■ **TASK DESCRIPTION**
Transcribe each of the records below word for word, without any change.

(Position annotation records)
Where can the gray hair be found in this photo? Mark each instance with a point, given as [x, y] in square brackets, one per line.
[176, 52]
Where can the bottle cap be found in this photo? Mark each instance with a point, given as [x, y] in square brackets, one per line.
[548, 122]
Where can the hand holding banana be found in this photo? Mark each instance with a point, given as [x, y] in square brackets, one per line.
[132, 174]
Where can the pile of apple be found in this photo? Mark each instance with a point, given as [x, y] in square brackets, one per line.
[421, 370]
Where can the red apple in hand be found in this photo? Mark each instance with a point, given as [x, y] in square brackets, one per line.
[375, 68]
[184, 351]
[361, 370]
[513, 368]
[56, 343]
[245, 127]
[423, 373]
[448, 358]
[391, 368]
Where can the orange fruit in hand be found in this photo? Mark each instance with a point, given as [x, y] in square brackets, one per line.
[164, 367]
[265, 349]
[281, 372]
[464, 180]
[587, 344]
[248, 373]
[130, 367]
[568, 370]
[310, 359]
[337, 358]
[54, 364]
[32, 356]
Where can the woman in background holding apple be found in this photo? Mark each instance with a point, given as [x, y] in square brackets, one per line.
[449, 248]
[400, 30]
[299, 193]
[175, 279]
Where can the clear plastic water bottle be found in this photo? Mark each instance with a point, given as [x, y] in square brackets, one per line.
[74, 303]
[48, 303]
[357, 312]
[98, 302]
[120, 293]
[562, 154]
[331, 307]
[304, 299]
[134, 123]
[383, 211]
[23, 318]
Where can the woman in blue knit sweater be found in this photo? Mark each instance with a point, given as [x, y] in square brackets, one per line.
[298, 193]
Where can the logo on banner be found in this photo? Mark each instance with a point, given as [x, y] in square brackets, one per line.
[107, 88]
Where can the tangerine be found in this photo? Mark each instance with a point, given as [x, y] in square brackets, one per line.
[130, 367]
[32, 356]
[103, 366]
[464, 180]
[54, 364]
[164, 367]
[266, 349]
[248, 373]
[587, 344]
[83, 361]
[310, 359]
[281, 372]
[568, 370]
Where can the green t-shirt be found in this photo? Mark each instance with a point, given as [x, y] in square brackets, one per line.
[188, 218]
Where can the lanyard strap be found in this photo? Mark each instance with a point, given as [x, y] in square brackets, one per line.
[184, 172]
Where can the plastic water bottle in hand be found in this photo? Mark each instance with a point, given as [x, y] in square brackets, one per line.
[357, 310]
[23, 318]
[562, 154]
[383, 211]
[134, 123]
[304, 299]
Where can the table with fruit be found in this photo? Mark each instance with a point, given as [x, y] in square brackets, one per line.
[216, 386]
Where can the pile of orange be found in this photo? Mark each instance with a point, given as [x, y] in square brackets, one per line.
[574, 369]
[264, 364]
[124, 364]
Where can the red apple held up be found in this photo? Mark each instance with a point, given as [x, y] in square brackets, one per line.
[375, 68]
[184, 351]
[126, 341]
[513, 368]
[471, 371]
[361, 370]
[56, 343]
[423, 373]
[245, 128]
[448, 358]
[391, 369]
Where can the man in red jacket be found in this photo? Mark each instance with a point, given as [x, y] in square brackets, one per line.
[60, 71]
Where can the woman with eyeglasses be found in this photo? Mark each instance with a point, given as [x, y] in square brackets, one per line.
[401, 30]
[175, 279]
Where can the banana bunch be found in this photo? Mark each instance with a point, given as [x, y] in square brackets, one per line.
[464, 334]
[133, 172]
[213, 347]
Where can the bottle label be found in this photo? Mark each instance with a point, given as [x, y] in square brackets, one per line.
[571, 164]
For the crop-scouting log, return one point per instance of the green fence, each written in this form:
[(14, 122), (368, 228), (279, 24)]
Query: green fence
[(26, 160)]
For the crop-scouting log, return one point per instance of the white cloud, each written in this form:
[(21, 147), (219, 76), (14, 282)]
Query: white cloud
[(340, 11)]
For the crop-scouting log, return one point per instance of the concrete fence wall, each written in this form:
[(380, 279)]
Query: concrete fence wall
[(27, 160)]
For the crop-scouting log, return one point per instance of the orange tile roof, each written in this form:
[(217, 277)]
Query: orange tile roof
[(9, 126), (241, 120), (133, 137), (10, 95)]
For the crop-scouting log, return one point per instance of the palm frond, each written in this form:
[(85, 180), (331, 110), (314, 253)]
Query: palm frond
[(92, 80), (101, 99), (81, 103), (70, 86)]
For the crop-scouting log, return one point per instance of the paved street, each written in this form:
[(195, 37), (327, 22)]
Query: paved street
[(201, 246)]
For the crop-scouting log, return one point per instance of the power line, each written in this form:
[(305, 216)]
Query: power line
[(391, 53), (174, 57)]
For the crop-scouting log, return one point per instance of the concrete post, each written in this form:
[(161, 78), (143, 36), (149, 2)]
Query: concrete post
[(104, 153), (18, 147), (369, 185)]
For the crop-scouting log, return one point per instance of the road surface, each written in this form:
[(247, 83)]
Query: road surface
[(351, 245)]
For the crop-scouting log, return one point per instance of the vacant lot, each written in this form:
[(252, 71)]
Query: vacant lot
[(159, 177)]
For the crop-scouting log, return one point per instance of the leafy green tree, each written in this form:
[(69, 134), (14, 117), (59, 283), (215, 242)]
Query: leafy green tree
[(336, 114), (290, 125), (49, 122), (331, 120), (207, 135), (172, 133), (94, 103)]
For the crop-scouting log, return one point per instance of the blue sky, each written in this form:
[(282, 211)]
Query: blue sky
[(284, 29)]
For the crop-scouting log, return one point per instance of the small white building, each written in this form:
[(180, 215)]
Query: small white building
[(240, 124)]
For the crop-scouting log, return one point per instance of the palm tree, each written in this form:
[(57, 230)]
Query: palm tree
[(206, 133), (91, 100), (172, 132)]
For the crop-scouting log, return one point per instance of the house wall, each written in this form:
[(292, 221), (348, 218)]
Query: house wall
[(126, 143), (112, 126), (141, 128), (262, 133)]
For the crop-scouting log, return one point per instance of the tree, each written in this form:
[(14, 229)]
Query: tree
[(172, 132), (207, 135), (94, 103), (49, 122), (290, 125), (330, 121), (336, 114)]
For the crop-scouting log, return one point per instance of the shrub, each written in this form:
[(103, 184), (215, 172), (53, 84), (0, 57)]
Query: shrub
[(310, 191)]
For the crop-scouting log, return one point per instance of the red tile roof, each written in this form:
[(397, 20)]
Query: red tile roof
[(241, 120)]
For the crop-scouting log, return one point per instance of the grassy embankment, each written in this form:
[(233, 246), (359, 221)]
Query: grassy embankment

■ **FULL ANSWER**
Where can the gray hair be found in this photo? Mark each instance with a point, given as [x, y] in square brackets, one per line.
[176, 52]
Where can the bottle cap be found in this photo? Mark each instance with a point, given as [x, y] in square brackets, one per line.
[548, 122]
Where can the hand holding banana be found in this photo? Mark each instance with a point, given as [x, y] in square brackets, one per line.
[132, 174]
Where can the pile of apple be found in this photo? Mark each instance with a point, given as [x, y] in square brackets, one per line.
[421, 370]
Where can the red apple in hand be found in this photo? Mark each instance with a point, given as [x, y] in square brackets, one per line.
[375, 68]
[184, 351]
[361, 370]
[513, 368]
[56, 343]
[245, 127]
[423, 373]
[448, 358]
[391, 368]
Where can the orange fruit in hand be found in this photo? Mark each instance with a point, given as [x, y] in square brackets, one per line.
[164, 367]
[265, 349]
[281, 372]
[464, 180]
[587, 344]
[248, 373]
[130, 367]
[568, 370]
[310, 359]
[337, 358]
[54, 364]
[32, 356]
Where can the woman in background holding apple be found in this photo? Mark each instance with a point, given as [x, y] in square brackets, one per line.
[449, 248]
[400, 30]
[299, 193]
[175, 279]
Where can the clear plastic water bottle be found in this photo? Mark each instance with a point, given as [x, y] in square brackets, one per line.
[74, 303]
[48, 303]
[357, 312]
[98, 302]
[120, 293]
[562, 154]
[331, 307]
[304, 299]
[134, 123]
[383, 211]
[23, 318]
Where can the woman in blue knit sweater be found in this photo? Mark each instance with a point, given as [x, y] in square brackets, one per line.
[298, 193]
Where can the logo on banner be found in this photo? Mark each instance with a point, given as [x, y] in square brackets, one per line.
[107, 88]
Where can the tangerine be found in this photo? Mark each instance with a point, given as [x, y] in square brackets, one per line.
[130, 367]
[32, 356]
[103, 366]
[464, 180]
[54, 364]
[164, 367]
[266, 349]
[248, 373]
[587, 344]
[83, 361]
[310, 359]
[281, 372]
[568, 370]
Where can the green t-shirt be found in this photo? Mark each instance with a point, given as [x, y] in square brackets, one per line.
[188, 218]
Where can the lanyard strap be found in this photo? Mark each instance with a point, given as [x, y] in square brackets, one per line.
[184, 172]
Where can the plastic water bottle in hand be found in this photo? Mark each instance with a point, given as [x, y] in square brackets, one per line.
[357, 310]
[23, 318]
[562, 154]
[383, 211]
[134, 123]
[304, 299]
Where can the table with fruit be found in this photo? Mark each instance with a point, given as [x, y] in square brackets, one per line.
[216, 386]
Where can the pile of orange be found in this photo? Mark each instance with a point, given as [x, y] in square brackets, one per line.
[574, 369]
[264, 364]
[124, 364]
Where can the red apple held up be found in this photo? Mark each instance with a point, given as [x, y] in square brackets, one per line.
[375, 68]
[184, 351]
[126, 341]
[513, 368]
[471, 371]
[361, 370]
[56, 343]
[423, 373]
[245, 128]
[448, 358]
[391, 369]
Where can the man in red jacket be found in this photo? Mark each instance with a point, given as [x, y] in square brackets, one per line.
[60, 71]
Where can the woman with eyeglasses be found in this photo? Mark each instance with a point, given as [x, y] in square brackets, one per line.
[401, 30]
[175, 279]
Where can the banana bunch be found in this photo? Mark each instance with a point, given as [x, y] in square brackets, one per line.
[464, 334]
[133, 172]
[213, 347]
Where can the bottle label be found in this photo? Mark each instance with a point, given as [x, y] in square brackets, one per line.
[571, 164]
For the crop-scouting log, return one point per instance of the green fence, each written in this form:
[(14, 122), (368, 228), (279, 24)]
Query: green fence
[(26, 160)]
For the crop-scouting log, return one point per instance of the white cloud, each written in this form:
[(21, 147), (219, 76), (14, 282)]
Query: white cloud
[(340, 11)]
For the crop-scouting log, return one point per instance of the concrete fence wall, each written in this form:
[(380, 279)]
Query: concrete fence wall
[(27, 160)]
For the crop-scouting log, return one point per instance of the orange tile roof, each written in this form:
[(217, 277)]
Query: orange tile roof
[(9, 126), (241, 120), (133, 137), (10, 95)]
For the crop-scouting log, return one point per instance of the palm frond, each written in this form:
[(85, 180), (331, 110), (314, 253)]
Query: palm frond
[(92, 80), (101, 99), (81, 103), (70, 86)]
For the crop-scouting log, return one point per instance of the paved street, each written in this form:
[(195, 37), (327, 22)]
Query: paved street
[(201, 246)]
For the crop-scouting log, return one point per instance of the power line, each written in this form:
[(305, 216)]
Query: power line
[(391, 53), (174, 57)]
For the crop-scouting log, return one point per instance of the concrete post, each written in this form:
[(161, 78), (143, 36), (149, 2)]
Query: concrete post
[(104, 153), (18, 147), (369, 185)]
For the crop-scouting log, return one point per instance of the road surface, each written in this form:
[(247, 83)]
Query: road surface
[(351, 245)]
For the crop-scouting log, return one point per instance of the vacant lot, each written in this form:
[(252, 71)]
Query: vacant lot
[(159, 177)]
For the crop-scouting log, return one point per instance of the leafy green tree, each written in this form:
[(69, 134), (14, 117), (59, 283), (215, 242)]
Query: leafy green tree
[(336, 114), (290, 125), (49, 122), (331, 120), (207, 135), (172, 133), (94, 103)]
For the crop-scouting log, return one point per instance of the blue sky, each written in this form:
[(282, 211)]
Query: blue sky
[(284, 29)]
For the crop-scouting log, return one point per instance of the small white building, each written in this form:
[(180, 215)]
Query: small white building
[(240, 124)]
For the crop-scouting log, return one point per instance of the palm tree, each written in this form:
[(57, 230)]
Query: palm tree
[(206, 133), (91, 100), (172, 132)]
For the crop-scouting log, return one point per instance of the house wall, each written in this form:
[(292, 221), (348, 218)]
Query: house wall
[(126, 143), (112, 126), (141, 128), (262, 133)]
For the crop-scouting log, return one point per instance of the tree, each written in this form:
[(14, 229)]
Query: tree
[(172, 132), (207, 135), (94, 103), (49, 122), (290, 125), (330, 121), (336, 114)]
For the crop-scouting log, return one point per instance of the shrub, each written in this form:
[(103, 184), (215, 172), (53, 84), (0, 57)]
Query: shrub
[(310, 191)]
For the crop-scouting log, return one point per instance of the red tile roof, each written in this form:
[(397, 20)]
Query: red tile roof
[(241, 120)]
For the crop-scouting log, return one point per instance of the grassy embankment, each written in this form:
[(233, 246), (359, 221)]
Query: grassy embankment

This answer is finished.